THE PROBLEM
Copy out exactly the lines from the one containing "A single point marks each instance of the wooden sign" to the end of the records below, both included, and nothing else.

PROVIDED DATA
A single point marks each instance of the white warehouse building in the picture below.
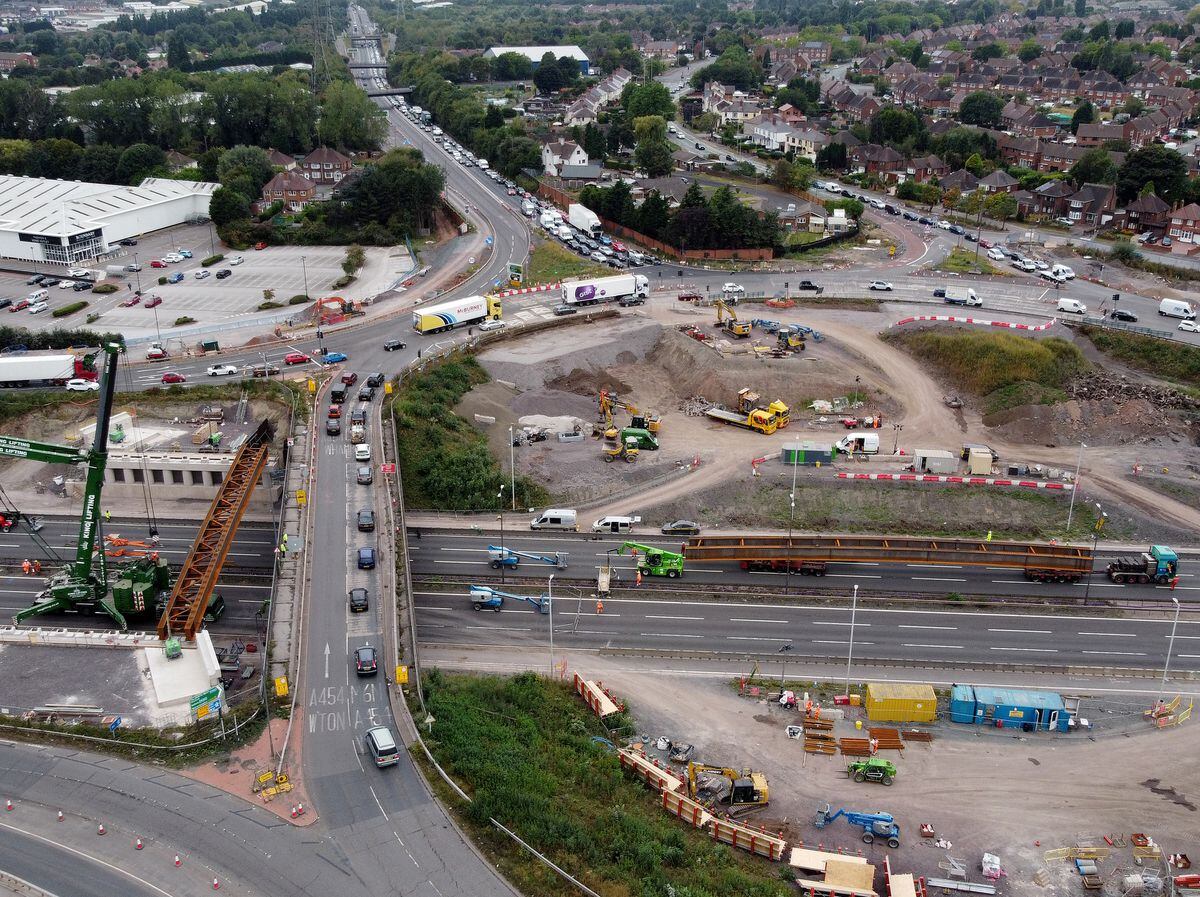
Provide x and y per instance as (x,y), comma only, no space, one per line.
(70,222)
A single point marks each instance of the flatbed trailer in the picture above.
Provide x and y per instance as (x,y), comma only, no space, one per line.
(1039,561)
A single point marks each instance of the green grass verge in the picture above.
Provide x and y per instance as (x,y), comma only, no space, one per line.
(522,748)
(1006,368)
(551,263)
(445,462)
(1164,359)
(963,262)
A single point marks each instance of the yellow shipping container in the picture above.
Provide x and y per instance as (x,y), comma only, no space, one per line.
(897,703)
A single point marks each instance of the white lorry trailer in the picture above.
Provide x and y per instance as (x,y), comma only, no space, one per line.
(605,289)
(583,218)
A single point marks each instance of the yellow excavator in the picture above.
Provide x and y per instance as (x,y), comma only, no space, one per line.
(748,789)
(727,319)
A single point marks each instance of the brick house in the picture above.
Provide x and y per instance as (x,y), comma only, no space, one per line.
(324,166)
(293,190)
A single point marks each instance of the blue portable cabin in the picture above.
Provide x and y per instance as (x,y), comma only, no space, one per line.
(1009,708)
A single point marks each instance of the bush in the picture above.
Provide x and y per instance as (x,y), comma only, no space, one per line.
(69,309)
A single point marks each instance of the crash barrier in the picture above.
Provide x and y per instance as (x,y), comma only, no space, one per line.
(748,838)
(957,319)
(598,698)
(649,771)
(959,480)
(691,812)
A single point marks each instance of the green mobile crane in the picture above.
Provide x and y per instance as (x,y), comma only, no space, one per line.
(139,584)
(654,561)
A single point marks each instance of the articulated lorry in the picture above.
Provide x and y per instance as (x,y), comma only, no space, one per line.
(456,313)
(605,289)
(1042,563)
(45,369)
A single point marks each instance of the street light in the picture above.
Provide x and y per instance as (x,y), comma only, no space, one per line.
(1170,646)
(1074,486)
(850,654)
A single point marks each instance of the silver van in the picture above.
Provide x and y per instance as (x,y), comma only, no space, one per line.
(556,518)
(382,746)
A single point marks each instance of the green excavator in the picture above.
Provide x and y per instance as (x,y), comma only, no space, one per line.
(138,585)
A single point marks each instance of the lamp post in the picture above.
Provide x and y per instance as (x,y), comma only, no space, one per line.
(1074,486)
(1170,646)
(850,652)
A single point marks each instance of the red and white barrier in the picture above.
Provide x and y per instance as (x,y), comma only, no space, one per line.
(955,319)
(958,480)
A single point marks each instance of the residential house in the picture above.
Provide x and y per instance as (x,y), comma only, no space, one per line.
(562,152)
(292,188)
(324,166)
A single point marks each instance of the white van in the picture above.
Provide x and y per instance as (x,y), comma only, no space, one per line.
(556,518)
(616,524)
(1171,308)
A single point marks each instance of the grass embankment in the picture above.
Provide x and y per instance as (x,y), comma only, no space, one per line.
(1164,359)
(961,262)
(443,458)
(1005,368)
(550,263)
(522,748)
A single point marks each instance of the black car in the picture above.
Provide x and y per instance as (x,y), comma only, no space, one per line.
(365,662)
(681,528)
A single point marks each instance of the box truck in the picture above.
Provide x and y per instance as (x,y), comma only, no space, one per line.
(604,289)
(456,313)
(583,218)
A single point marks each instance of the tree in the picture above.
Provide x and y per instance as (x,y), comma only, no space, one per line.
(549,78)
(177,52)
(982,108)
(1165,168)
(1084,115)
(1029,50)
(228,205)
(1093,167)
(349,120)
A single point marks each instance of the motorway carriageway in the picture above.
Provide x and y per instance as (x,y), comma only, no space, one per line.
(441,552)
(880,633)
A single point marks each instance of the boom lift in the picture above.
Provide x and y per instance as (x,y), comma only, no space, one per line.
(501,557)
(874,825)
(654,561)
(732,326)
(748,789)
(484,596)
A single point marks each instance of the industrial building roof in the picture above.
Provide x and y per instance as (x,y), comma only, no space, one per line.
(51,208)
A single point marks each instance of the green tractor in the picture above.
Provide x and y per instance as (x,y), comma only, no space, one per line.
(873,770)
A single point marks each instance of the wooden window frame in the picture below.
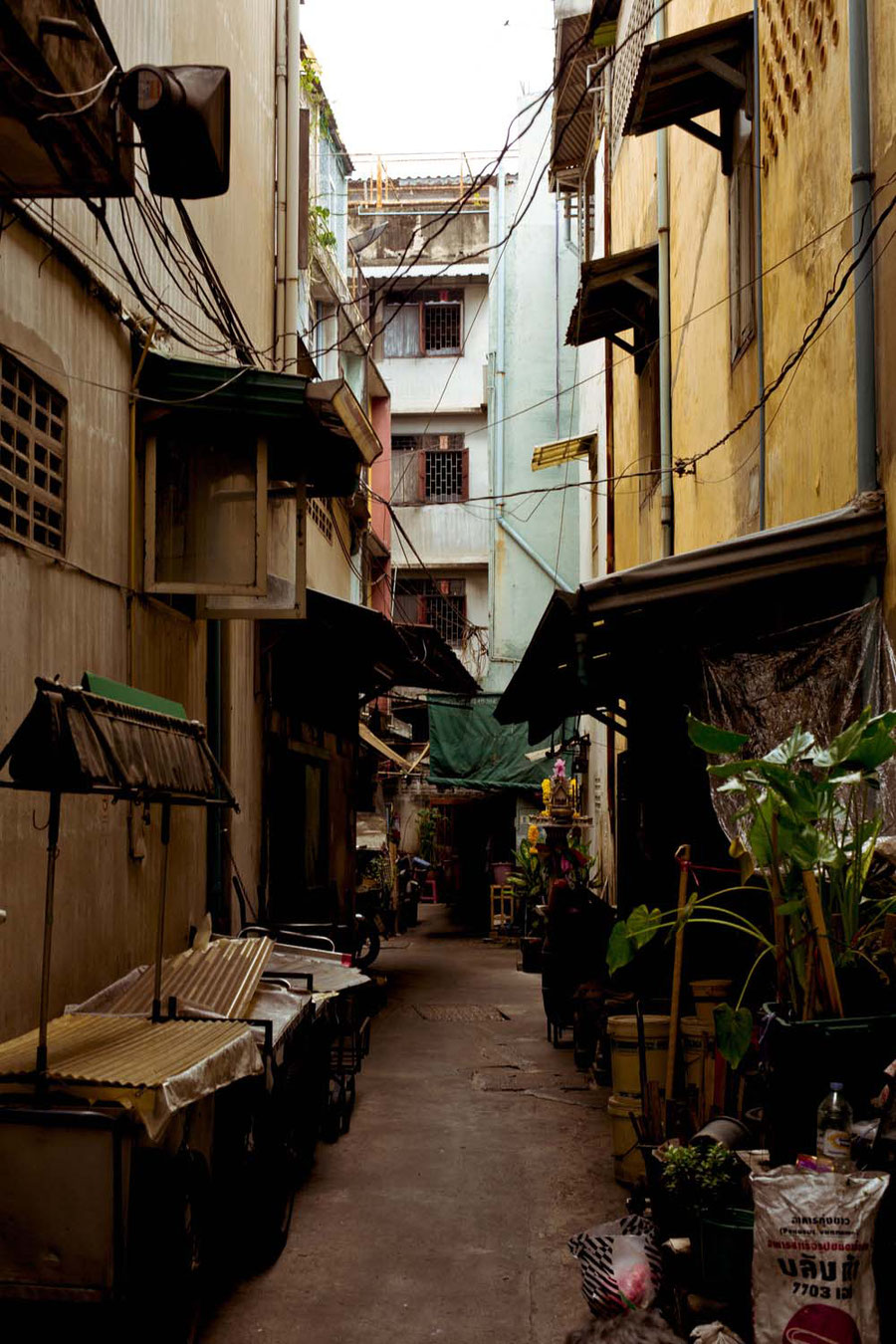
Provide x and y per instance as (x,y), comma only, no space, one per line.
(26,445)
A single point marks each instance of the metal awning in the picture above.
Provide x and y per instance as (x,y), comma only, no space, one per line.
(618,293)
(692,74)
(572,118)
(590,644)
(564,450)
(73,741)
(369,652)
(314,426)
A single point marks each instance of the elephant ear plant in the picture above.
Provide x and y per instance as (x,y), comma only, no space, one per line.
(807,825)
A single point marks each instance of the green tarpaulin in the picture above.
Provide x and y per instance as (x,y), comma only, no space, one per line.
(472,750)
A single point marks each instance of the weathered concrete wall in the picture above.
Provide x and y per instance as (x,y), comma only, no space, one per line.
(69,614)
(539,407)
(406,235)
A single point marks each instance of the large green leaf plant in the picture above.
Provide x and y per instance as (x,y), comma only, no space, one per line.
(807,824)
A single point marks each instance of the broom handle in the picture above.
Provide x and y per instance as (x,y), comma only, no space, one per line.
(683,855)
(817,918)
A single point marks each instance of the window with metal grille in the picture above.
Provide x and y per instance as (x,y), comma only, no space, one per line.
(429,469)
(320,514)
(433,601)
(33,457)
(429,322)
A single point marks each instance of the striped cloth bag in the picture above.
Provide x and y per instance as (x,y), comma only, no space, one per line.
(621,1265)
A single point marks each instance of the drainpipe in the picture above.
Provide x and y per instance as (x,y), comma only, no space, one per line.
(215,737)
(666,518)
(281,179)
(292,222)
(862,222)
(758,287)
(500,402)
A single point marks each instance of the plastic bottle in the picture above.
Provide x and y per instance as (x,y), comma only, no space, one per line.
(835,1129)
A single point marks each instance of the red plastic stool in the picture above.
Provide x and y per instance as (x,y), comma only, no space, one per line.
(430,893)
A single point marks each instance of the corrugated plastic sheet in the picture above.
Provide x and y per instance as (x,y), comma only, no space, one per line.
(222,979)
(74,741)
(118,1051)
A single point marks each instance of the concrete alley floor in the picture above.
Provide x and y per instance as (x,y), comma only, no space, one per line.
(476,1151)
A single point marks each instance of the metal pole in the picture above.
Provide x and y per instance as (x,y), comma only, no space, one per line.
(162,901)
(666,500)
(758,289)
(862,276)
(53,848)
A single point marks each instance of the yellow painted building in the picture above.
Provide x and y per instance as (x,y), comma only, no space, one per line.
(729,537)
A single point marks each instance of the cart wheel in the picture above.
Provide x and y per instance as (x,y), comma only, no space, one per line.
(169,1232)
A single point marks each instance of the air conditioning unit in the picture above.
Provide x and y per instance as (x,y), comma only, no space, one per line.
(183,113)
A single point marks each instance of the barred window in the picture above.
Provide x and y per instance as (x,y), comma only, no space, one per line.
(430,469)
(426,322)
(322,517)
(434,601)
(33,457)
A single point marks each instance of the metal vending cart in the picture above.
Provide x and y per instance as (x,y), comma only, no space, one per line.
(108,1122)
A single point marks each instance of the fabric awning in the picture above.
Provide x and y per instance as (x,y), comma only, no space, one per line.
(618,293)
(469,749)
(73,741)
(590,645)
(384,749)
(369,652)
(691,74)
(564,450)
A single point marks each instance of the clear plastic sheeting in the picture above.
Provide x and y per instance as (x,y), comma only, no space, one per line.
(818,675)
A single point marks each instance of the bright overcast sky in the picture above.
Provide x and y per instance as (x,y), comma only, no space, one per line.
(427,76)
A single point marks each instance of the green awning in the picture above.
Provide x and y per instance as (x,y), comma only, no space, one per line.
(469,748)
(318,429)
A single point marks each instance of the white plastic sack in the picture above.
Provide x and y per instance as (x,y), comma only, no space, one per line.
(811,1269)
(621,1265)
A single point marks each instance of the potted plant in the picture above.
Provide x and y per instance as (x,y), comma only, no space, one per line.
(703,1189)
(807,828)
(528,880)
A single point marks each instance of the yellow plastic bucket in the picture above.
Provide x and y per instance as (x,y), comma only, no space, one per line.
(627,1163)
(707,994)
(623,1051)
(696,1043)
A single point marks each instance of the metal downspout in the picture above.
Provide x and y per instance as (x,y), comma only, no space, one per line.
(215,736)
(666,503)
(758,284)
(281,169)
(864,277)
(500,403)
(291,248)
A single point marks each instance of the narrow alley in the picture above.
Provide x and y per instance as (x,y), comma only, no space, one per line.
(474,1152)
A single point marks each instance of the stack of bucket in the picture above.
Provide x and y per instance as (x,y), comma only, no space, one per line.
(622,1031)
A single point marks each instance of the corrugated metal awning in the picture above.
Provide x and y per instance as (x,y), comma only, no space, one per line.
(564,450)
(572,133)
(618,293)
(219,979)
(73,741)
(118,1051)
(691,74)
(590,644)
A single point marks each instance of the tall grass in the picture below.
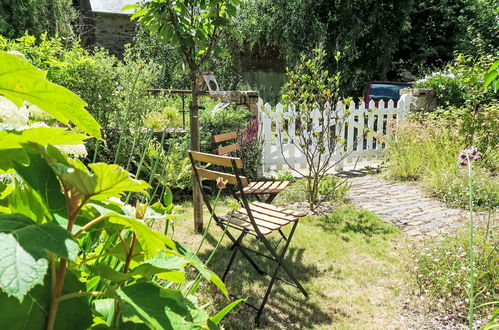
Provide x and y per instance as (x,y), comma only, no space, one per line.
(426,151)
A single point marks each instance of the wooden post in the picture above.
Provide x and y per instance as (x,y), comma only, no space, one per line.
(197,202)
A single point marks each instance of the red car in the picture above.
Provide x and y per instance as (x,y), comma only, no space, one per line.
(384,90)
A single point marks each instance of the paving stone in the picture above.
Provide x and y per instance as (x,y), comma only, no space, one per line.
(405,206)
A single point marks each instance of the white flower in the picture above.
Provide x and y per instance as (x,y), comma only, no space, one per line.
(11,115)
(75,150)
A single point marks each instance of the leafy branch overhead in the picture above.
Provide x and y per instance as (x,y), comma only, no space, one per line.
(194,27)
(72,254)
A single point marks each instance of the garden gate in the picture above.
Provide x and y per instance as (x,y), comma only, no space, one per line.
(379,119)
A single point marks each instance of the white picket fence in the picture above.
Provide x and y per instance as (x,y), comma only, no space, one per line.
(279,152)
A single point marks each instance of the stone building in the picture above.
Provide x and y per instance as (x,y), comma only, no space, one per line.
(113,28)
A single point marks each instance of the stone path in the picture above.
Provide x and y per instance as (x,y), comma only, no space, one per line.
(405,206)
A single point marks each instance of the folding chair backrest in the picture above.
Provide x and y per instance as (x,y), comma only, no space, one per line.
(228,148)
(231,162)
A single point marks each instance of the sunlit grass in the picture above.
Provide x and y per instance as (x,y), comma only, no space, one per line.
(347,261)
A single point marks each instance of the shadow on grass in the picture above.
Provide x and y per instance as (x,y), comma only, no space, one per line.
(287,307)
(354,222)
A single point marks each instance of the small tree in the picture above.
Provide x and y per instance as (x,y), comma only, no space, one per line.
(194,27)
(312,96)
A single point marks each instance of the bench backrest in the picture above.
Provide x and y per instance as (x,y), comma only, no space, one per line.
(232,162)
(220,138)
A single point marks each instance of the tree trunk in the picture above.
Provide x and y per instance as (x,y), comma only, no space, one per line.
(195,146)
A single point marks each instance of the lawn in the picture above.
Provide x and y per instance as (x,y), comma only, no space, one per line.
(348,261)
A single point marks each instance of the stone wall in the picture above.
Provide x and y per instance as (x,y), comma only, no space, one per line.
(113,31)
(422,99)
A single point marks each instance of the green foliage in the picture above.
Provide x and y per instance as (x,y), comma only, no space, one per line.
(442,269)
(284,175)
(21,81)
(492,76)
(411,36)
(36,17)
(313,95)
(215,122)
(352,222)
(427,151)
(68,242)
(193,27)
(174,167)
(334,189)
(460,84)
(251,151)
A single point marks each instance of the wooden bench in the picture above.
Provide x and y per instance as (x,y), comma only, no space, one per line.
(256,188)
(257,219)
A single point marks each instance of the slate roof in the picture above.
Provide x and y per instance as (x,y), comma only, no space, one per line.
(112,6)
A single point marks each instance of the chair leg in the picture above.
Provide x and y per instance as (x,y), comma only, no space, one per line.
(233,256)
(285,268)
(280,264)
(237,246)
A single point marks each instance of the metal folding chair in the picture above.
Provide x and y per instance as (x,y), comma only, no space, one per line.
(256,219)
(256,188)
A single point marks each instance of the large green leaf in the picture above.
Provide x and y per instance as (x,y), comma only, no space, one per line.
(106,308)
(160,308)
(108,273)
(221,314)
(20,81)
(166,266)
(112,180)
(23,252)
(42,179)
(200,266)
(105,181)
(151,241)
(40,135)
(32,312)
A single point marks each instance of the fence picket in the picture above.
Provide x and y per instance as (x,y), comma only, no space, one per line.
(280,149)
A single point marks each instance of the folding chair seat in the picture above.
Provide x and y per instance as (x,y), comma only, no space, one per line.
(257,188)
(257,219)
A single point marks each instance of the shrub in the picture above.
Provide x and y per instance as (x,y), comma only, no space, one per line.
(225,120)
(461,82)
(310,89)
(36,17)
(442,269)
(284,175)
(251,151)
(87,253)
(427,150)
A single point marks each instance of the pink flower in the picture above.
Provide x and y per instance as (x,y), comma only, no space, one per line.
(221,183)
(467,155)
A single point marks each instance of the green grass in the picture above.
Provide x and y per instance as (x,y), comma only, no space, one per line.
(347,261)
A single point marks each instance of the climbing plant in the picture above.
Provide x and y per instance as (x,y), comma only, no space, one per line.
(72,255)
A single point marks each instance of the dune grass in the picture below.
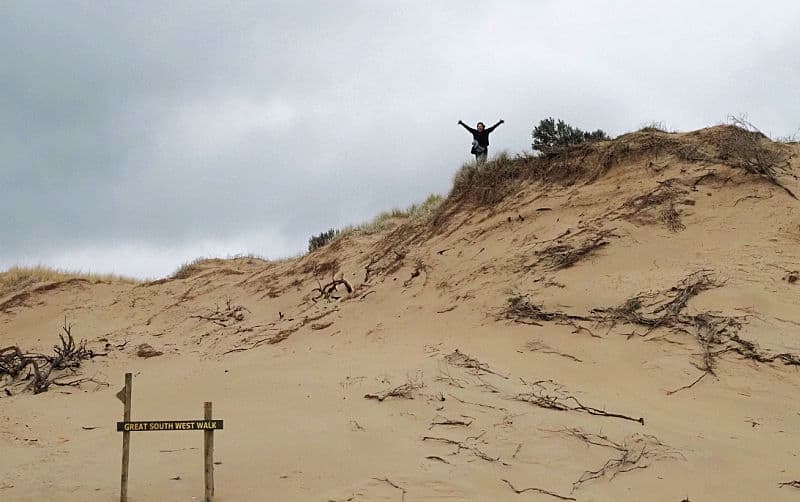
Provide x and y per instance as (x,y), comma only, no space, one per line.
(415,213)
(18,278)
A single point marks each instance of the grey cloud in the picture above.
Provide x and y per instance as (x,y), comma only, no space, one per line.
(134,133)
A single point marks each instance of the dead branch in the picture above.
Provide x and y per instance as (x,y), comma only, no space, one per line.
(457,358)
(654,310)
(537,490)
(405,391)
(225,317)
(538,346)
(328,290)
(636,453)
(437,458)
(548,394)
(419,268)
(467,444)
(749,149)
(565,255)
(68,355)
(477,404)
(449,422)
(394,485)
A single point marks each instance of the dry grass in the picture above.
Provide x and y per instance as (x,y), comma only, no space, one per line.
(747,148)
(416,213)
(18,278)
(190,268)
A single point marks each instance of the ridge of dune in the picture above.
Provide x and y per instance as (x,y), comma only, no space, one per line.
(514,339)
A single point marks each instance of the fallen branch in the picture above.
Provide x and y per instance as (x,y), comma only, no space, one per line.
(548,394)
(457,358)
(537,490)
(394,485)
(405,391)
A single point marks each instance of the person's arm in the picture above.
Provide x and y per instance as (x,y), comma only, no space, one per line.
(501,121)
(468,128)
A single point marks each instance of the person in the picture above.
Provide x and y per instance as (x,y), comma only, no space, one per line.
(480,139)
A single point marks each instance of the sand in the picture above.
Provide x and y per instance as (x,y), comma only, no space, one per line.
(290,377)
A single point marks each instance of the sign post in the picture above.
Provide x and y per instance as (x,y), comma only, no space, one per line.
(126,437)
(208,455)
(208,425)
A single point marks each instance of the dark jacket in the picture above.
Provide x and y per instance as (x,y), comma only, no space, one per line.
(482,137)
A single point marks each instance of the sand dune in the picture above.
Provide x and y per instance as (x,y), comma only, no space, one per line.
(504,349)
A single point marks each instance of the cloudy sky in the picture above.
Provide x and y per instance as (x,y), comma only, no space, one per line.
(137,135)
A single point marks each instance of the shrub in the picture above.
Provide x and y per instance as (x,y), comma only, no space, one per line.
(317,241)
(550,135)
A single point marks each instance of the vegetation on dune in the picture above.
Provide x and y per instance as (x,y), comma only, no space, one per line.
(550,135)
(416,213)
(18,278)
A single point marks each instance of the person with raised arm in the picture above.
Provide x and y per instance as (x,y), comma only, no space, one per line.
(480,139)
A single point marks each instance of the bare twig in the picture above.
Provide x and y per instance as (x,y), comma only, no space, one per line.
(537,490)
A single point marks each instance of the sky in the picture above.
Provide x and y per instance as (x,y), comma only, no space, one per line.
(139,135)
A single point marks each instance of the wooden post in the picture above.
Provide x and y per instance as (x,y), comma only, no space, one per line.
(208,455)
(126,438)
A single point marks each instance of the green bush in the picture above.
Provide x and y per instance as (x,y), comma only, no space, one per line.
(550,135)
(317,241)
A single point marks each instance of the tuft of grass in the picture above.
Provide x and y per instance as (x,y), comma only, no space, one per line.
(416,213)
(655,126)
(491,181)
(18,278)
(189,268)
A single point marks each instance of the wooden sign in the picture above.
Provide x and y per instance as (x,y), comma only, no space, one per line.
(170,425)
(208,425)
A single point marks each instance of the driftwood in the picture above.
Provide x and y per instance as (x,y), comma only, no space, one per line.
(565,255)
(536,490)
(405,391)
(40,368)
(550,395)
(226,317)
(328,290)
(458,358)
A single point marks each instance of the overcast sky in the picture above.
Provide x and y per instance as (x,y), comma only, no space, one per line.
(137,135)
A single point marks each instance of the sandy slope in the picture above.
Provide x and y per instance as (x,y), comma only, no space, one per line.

OUTPUT FOR THIS EXERCISE
A single point marks each instance of the wooden sign in the picture above.
Provide x and y per instance as (x,y), comma only, no space, one per line.
(170,425)
(208,425)
A single point marks each instance of the driftwood in the picture above.
Provide x and y per instance as (x,y), comma only, no space, one per line.
(565,255)
(536,490)
(405,391)
(40,368)
(550,395)
(226,317)
(328,290)
(458,358)
A single point marks each instance of the overcast sky in the picture above.
Provide x and y per instance as (x,y), comma only, no space, one per line.
(137,135)
A single point marks each instance of the sandy slope in the picture above.
Provide x and y per instance as (x,y), comma only, no space, one per line.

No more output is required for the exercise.